My Life in Review: Have I been Lucky or What?

Pick a Category: The Conformists, The Cool Ones and The Committed

Luncheon Speech by Dr. Crandall to the Associated Women Students"State Day," December 3, 1966

Ladies, my fair ladies—I should have danced all night, so that I could have grown accustomed to your pace—perhaps with a "little bit of luck" you can leave me in the lurch and get on to your search on time. Wouldn't that be loverly?

At the moment I'm staggered, if not intoxicated, with the thought; How can I make a hit among all these misses? (Do I hear someone say, well, certainly not with cornball plays on words, professor!)

The one thing I know for sure, I'm on the spot. I'm not so sure how I got here. There are two possible explanations:

1. My congenital inability to say "no"—like Ado Annie in Oklahoma; "I cain't say no"—i.e. I find the requests of the opposite sex irresistible;

2. The other explanation: I'm committed—committed to the ideal that women can be told, should be told, some things by a man. You may call this a crazy commitment. I call it a magnificent obsession.

But, however I got here, I'm here and, like those couples who are the victims of impetuous marital pledges (capricious, conjugal consignments)—instant commitments—we are stuck with each other—at least for the next few minutes.

You see that I am like a standard American male, self-conscious in my humility and humble in my self-consciousness. I'm painfully conscious of my two outstanding abilities: my fallibility and my vulnerability. I'm not only vulnerable because I'm a man talking to the fairer and stronger sex but because I'm a member of the older generation in the role of ambassador to members of an alien land—collegiate culture. It is a role that requires the highest form of diplomatic art and I must watch my "appeases" and "accuses."

But I must repress my compulsive propensity for preamble and proceed to deliver my message in accordance with my assignment. My assignment? To talk about commitment in general. I'm sensitive to this, "type-casting," since it clearly identifies me as the man who can talk about everything in general and nothing in particular.

Now, I've labeled my remarks, Pick a Category: The Conformists, the Cool-one, and the Committed. This implies that you have a choice; It also contains the inference that it is a kind of game (like T.V. quiz shows) and "the name of the game" is finding your name (not necessarily fame!). To put it in more pedantic terms—the problem of personal commitment is part of our search for identity—part of our quest for meaning in the melange of our changing culture—and our place in that milieu. It is a part of our pursuit of the person we aspire to be, a part of finding who we are and attaining a satisfying maturity.

# SHORT TASK 1
According to the luncheon speech, what is the speaker's assignment?
# SHORT TASK 2
Please print a passage from the luncheon speech, beginning at the words "But I must repress" and stopping after "nothing in particular.".
None of these records matter for the work here.

Dataset excerpt:
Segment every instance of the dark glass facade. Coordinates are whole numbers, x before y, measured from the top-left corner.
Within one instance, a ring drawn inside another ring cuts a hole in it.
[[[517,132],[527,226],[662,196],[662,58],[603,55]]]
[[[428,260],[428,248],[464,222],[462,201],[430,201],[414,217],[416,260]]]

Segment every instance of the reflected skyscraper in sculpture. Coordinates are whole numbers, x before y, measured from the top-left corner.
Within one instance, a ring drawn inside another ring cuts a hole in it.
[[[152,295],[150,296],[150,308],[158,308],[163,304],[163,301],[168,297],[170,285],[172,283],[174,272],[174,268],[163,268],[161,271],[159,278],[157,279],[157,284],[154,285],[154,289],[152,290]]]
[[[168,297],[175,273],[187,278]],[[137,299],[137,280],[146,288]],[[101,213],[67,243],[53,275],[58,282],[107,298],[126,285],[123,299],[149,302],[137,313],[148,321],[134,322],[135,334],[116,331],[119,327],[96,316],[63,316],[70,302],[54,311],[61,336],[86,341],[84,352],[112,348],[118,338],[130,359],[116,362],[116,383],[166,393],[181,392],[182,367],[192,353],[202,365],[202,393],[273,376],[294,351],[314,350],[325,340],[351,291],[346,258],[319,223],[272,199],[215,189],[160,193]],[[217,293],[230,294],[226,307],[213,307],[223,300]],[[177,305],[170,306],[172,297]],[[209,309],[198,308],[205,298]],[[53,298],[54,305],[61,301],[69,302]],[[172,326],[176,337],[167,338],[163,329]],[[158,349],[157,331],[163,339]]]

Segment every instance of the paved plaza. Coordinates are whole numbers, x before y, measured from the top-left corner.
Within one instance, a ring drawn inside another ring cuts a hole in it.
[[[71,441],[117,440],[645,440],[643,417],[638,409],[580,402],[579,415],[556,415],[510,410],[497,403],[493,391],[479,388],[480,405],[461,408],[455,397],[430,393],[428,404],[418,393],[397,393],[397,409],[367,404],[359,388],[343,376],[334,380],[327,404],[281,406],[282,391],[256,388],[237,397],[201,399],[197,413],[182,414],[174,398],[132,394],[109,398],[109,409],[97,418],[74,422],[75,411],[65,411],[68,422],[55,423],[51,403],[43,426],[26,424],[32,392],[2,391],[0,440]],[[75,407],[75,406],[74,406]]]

# PROBLEM SOLUTION 1
To talk about commitment in general.

# PROBLEM SOLUTION 2
But I must repress my compulsive propensity for preamble and proceed to deliver my message in accordance with my assignment. My assignment? To talk about commitment in general. I'm sensitive to this, "type-casting," since it clearly identifies me as the man who can talk about everything in general and nothing in particular.